• _Task brief_
Output every one of the records below verbatim, line for line, with no changes.

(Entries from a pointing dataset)
• • • •

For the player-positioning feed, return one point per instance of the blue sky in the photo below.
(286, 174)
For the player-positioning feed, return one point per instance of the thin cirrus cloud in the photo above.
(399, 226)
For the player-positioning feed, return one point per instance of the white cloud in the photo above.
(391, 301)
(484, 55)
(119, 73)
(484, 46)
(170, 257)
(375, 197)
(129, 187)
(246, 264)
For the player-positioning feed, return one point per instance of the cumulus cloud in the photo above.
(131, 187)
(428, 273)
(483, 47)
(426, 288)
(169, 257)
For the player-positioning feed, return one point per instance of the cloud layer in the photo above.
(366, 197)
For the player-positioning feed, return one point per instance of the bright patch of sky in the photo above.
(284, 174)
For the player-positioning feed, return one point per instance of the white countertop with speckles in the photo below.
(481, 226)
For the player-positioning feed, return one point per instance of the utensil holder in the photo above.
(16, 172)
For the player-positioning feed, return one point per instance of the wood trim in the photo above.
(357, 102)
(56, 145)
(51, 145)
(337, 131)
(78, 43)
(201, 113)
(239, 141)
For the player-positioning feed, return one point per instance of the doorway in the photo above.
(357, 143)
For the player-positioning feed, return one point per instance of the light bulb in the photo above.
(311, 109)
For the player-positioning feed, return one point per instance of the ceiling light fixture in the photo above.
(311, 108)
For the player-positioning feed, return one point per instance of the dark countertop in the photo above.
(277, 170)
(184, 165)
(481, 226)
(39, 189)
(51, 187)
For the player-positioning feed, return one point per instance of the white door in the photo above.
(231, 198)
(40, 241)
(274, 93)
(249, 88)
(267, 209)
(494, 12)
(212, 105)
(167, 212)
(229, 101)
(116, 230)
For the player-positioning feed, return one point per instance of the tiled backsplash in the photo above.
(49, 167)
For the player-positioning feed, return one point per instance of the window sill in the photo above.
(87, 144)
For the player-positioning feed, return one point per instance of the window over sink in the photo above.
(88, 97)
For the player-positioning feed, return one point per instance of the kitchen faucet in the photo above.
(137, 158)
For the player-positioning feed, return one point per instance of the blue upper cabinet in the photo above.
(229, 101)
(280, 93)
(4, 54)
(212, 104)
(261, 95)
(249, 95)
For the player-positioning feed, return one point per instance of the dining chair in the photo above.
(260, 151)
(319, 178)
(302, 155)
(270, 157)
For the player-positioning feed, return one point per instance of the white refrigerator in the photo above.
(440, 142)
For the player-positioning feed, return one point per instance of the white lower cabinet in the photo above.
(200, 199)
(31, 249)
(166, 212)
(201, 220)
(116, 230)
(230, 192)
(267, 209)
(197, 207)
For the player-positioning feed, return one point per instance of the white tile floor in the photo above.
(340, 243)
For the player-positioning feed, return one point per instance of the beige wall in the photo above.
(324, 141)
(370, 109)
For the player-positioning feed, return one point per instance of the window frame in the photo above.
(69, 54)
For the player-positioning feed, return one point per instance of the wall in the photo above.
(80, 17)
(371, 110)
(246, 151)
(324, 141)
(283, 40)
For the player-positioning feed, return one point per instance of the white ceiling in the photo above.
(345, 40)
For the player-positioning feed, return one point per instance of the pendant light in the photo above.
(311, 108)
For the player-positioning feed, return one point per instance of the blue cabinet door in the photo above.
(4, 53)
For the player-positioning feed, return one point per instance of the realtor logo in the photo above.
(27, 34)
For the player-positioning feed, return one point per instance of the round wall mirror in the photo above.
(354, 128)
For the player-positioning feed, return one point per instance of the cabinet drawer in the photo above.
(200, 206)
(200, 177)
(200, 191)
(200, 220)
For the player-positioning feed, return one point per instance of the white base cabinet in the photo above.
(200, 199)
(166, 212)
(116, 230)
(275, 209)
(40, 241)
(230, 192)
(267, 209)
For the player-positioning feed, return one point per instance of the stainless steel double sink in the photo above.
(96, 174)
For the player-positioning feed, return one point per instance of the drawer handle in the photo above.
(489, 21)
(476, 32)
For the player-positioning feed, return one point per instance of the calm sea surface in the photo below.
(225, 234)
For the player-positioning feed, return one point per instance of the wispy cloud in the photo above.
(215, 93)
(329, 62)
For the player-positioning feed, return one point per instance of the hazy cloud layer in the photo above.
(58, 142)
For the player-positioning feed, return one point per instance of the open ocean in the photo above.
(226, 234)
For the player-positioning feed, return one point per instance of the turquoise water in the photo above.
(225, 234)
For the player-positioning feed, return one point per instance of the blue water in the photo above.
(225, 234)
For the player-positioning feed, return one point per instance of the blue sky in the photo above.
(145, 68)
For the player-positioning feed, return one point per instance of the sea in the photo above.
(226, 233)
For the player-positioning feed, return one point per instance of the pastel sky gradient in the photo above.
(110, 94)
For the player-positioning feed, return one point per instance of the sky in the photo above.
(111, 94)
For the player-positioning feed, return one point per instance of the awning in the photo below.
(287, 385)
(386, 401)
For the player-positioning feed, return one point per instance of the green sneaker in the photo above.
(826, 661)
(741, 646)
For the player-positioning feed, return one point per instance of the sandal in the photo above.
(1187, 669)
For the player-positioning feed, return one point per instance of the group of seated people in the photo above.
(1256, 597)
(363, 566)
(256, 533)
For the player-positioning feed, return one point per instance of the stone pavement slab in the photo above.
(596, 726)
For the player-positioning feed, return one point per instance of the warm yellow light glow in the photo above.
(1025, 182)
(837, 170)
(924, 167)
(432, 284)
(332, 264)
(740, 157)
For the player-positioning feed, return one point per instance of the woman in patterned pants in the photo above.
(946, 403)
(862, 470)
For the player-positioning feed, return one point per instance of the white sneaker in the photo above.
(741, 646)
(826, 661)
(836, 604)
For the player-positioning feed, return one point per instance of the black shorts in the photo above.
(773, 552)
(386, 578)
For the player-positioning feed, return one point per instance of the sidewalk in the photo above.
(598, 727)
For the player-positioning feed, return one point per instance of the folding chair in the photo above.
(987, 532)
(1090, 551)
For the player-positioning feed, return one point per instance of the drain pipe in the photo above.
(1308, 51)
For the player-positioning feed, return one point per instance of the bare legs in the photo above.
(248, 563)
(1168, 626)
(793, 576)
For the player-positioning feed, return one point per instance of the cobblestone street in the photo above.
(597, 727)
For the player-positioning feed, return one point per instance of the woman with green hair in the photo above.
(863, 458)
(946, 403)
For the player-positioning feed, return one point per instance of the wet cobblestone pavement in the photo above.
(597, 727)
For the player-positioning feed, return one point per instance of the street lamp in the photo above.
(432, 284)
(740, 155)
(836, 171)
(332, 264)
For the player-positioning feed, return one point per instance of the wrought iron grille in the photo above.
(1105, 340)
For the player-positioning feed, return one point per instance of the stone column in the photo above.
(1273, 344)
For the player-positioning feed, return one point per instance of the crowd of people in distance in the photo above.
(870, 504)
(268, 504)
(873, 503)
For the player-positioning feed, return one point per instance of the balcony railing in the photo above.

• • • •

• _Exercise solution_
For the player-positioning feed, return one point per instance of the blue sky in the photo below.
(286, 174)
For the player-positioning feed, return one point per instance of the thin cirrus cloud in the photo above.
(399, 226)
For the player-positioning feed, return one point per instance of the white cloud in the photo above.
(391, 301)
(484, 55)
(119, 73)
(484, 46)
(170, 257)
(375, 197)
(129, 187)
(246, 264)
For the player-positioning feed, return one point per instance of the cumulus cloud in the photo above.
(131, 187)
(428, 273)
(483, 47)
(426, 288)
(169, 257)
For the player-positioning feed, return one point per instance of the cloud layer in the photo above.
(366, 197)
For the player-positioning feed, return one point per instance of the bright patch of sky in the photo above.
(284, 174)
For the player-positioning feed, return one point per instance of the white countertop with speckles in the photo below.
(481, 226)
For the player-positioning feed, return one point per instance of the utensil holder in the photo above.
(16, 172)
For the player-positioning feed, return one point per instance of the wood trim in the photo above.
(357, 102)
(56, 145)
(51, 145)
(337, 131)
(78, 43)
(201, 113)
(239, 141)
For the player-positioning feed, return one point per instance of the doorway in the photo above.
(357, 143)
For the player-positioning feed, return one point per instance of the light bulb in the photo above.
(311, 109)
For the player-positioning feed, return one point per instance of the ceiling light fixture in the photo above.
(311, 108)
For the player-positioning feed, return one point per instance of the dark countertop in the photo above.
(277, 170)
(184, 165)
(481, 226)
(39, 189)
(51, 187)
For the player-positioning feed, return one point per instance of the white door in the photo above.
(231, 198)
(40, 241)
(274, 93)
(249, 88)
(267, 209)
(494, 12)
(212, 105)
(167, 212)
(229, 101)
(116, 230)
For the player-positioning feed, return one point per instance of the tiled backsplash in the photo above.
(49, 167)
For the player-positioning feed, return one point per instance of the window sill in the photo above.
(87, 144)
For the player-positioning feed, return one point per instance of the window over sink in the photo above.
(88, 97)
For the player-positioning feed, return one point per instance of the kitchen faucet in the photo above.
(137, 158)
For the player-positioning feed, return one point per instance of the blue upper cabinet in the photo above.
(229, 101)
(280, 93)
(4, 54)
(212, 104)
(261, 95)
(249, 95)
For the player-positioning feed, return one point per instance of the dining chair in the photo above.
(260, 151)
(319, 178)
(302, 155)
(270, 157)
For the player-positioning feed, return one point per instance of the white refrigerator in the photo above.
(440, 142)
For the player-positioning feed, return one point per instance of the white lower cabinet in the photo above.
(200, 199)
(31, 249)
(166, 212)
(201, 220)
(116, 230)
(230, 192)
(267, 209)
(197, 207)
For the player-positioning feed, return one point per instance of the white tile floor in the photo above.
(340, 243)
For the player-positioning feed, return one point per instance of the beige wall in the photo above.
(324, 141)
(370, 109)
For the player-positioning feed, return one point per instance of the window frame in the photo above.
(69, 54)
For the player-positioning feed, return one point per instance of the wall in the photo above.
(80, 17)
(371, 110)
(246, 151)
(324, 141)
(283, 40)
For the player-positioning feed, return one point per instance of the white ceiling in the photo above.
(345, 40)
For the player-positioning feed, return one point per instance of the pendant light in the photo above.
(311, 108)
For the player-positioning feed, return one point per instance of the blue cabinet door in the photo above.
(4, 53)
For the player-positioning feed, return one point per instance of the realtor logo in the photo above.
(27, 34)
For the player-positioning feed, return one point per instance of the round wall mirror in the photo above.
(354, 128)
For the player-positioning feed, return one point per instance of the cabinet drawer in the photo above.
(200, 206)
(200, 177)
(200, 191)
(200, 220)
For the player-positioning feed, return one point per instance of the white base cabinet in the photo above.
(200, 199)
(166, 212)
(116, 230)
(275, 209)
(40, 241)
(230, 192)
(267, 209)
For the player-positioning feed, return one point per instance of the stainless steel double sink in the photo above.
(96, 174)
For the player-positioning feed, return one point per instance of the drawer handle in the photo above.
(489, 21)
(476, 32)
For the player-positioning feed, return one point per instance of the calm sea surface in the photo below.
(225, 234)
For the player-positioning feed, return one point per instance of the wispy cloud in the photo above.
(215, 93)
(329, 62)
For the player-positioning feed, return one point per instance of the hazy cloud layer in the photo above.
(58, 142)
For the player-positioning feed, return one point per instance of the open ocean in the photo above.
(226, 234)
For the player-positioning feed, return one point per instance of the turquoise water in the photo above.
(225, 234)
For the player-positioning feed, return one point per instance of the blue water in the photo above.
(225, 234)
For the player-positioning feed, return one point per instance of the blue sky in the photo above.
(145, 68)
For the player-positioning feed, return one point per instance of the sea in the photo above.
(226, 233)
For the player-positioning feed, return one point per instance of the pastel sky gradient in the photo above.
(110, 94)
For the player-positioning feed, return one point per instance of the sky in the photo above.
(111, 94)
For the player-positioning feed, return one point per instance of the awning in the photo below.
(287, 385)
(386, 401)
For the player-positioning feed, return one point per instance of the green sneaker in the photo above.
(826, 661)
(741, 646)
For the player-positioning feed, return one point per instance of the sandal in the photo above.
(1187, 669)
For the player-positioning feed, return one point per instance of the group of seated people in the photo above.
(1256, 597)
(363, 566)
(256, 533)
For the player-positioning feed, return one point per instance of the stone pavement slab in the photo above.
(596, 726)
For the player-positioning feed, return one point per instance of the warm yellow light glow in the photo above.
(1025, 182)
(837, 170)
(924, 167)
(432, 284)
(332, 264)
(740, 157)
For the player-positioning feed, return one point per instance of the woman in patterned pants in the photo above.
(946, 403)
(862, 470)
For the player-positioning feed, return one point per instance of the white sneaker in the photo above.
(741, 646)
(826, 661)
(836, 604)
For the player-positioning feed, return one point per instance of the black shorts in the photo above.
(773, 552)
(386, 578)
For the player-positioning feed, return one point per instance of the sidewalk in the photo above.
(598, 727)
For the player-positioning feed, return one point per instance of the folding chair in the photo above.
(987, 532)
(1090, 551)
For the player-positioning feed, return one point per instance of the drain pipe in the photo above.
(1308, 51)
For the player-positioning feed, return one point per instance of the bare legs in the photo above.
(248, 563)
(1168, 626)
(793, 576)
For the player-positioning feed, return one point per instance of the cobblestone street in the photo above.
(597, 727)
For the player-positioning feed, return one point per instance of the woman with green hair in the photo above.
(863, 458)
(946, 403)
For the player-positioning feed, return one point per instance of the wet cobblestone pavement in the photo above.
(597, 727)
For the player-positioning feed, return one point per instance of the street lamp in the photo above.
(432, 284)
(740, 155)
(836, 171)
(332, 264)
For the player-positioning feed, return one point per instance of the wrought iron grille in the photo above.
(1105, 340)
For the player-positioning feed, return one point per instance of the stone column in the photo above.
(1273, 344)
For the player-positioning feed, return one point per instance of the crowd of people in distance in the photo above.
(870, 504)
(268, 504)
(873, 503)
For the player-positioning feed, return one point per instance of the balcony railing in the photo above.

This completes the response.